--- start of SOURCE TEXT ---

[2024 Colwood Attraction] Travel Guide for Fort Rodd Hill and Fisgard Lighthouse NHS (Updated Dec)
Museums
Specialty exhibition halls
Address:
603 Fort Rodd Hill Rd, Victoria, BC V9C 2W8, Canada
Opening times:
Open tomorrow at 10:00-16:00Closed Today
Phone:
+1 250-478-5849
Fisgard Lighthouse
Fisgard Lighthouse National Historic Site, on Fisgard Island at the mouth of Esquimalt Harbour in Colwood, British Columbia, is the site of Fisgard Lighthouse, the first lighthouse on the west coast of Canada.
Fisgard Lighthouse is about 10 kilometres (6.2 miles) by boat or 12.5 kilometres (7.8 miles) by car from downtown Victoria. Automated in 1929, the light shows a white isophase light of 2 second period in a sector from 322° to 195° at 21.6 metres (71 ft) above mean sea level, and in other directions it shows red shutters. The white 14.6-metre (48 ft) tower is floodlit below balcony level.

--- end of SOURCE TEXT ---
--- start of DATA SUPPLIED ---

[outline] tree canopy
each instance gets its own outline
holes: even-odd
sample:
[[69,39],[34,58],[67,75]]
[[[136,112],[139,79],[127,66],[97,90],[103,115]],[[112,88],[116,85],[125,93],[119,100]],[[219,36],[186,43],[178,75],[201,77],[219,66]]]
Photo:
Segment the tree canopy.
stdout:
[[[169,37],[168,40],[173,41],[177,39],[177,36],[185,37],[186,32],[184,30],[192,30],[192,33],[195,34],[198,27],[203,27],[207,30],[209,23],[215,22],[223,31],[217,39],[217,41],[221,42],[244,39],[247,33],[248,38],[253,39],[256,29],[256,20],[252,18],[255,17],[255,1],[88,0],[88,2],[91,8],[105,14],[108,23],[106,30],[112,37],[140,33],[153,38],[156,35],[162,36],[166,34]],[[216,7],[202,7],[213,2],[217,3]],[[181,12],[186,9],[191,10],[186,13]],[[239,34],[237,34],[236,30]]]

--- end of DATA SUPPLIED ---

**SHORT PROBLEM A**. Using the Fisgard Lighthouse travel guide, state whether each statement agrees with it, quoting the words that decide: (i) the light was automated in 1929; (ii) the tower stands 21.6 metres tall; (iii) the lighthouse is a longer trip from downtown Victoria by car than by boat.
**SHORT PROBLEM B**. Carry the Fisgard Lighthouse travel guide forward from its final sentence.

**TASK ANSWER A**.
(i) Yes: "Automated in 1929"
(ii) No: "The white 14.6-metre (48 ft) tower"
(iii) Yes: "about 10 kilometres (6.2 miles) by boat or 12.5 kilometres (7.8 miles) by car from downtown Victoria"

**TASK ANSWER B**.
Fisgard Lighthouse was built in 1860 to guide vessels through the entrance of Esquimalt harbour. It was named after HMS Fisgard, a British Navy ship that spent time in the Pacific.
Fisgard Lighthouse and its sister station Race Rocks Light, were constructed in 1859–60, to ease the movement of naval ships into Esquimalt harbour and merchant ships into Victoria Harbour. The light stations were also seen as a significant political and fiduciary commitment on the part of the British government to the Colony of Vancouver Island, partly in response to the American gold miners flooding into the region: some 25,000 arrived in 1858 for the Fraser gold rush.
Local legend claims that the brick and stone used in construction were sent out from Britain as ballast; in fact local brick yards and quarries supplied these materials, while the lens, lamp apparatus and lantern room were accompanied from England by the first keeper, Mr. George Davies, in 1859. The cast-iron spiral staircase in the tower was made in sections in San Francisco.
Fisgard first showed a light from the tower at sunset on 16 November 1860.
The former lighthouse keeper's residence is open to the public and contains displays and exhibits about the site's history. The attached tower is not open to the public as it is an operational aid to navigation.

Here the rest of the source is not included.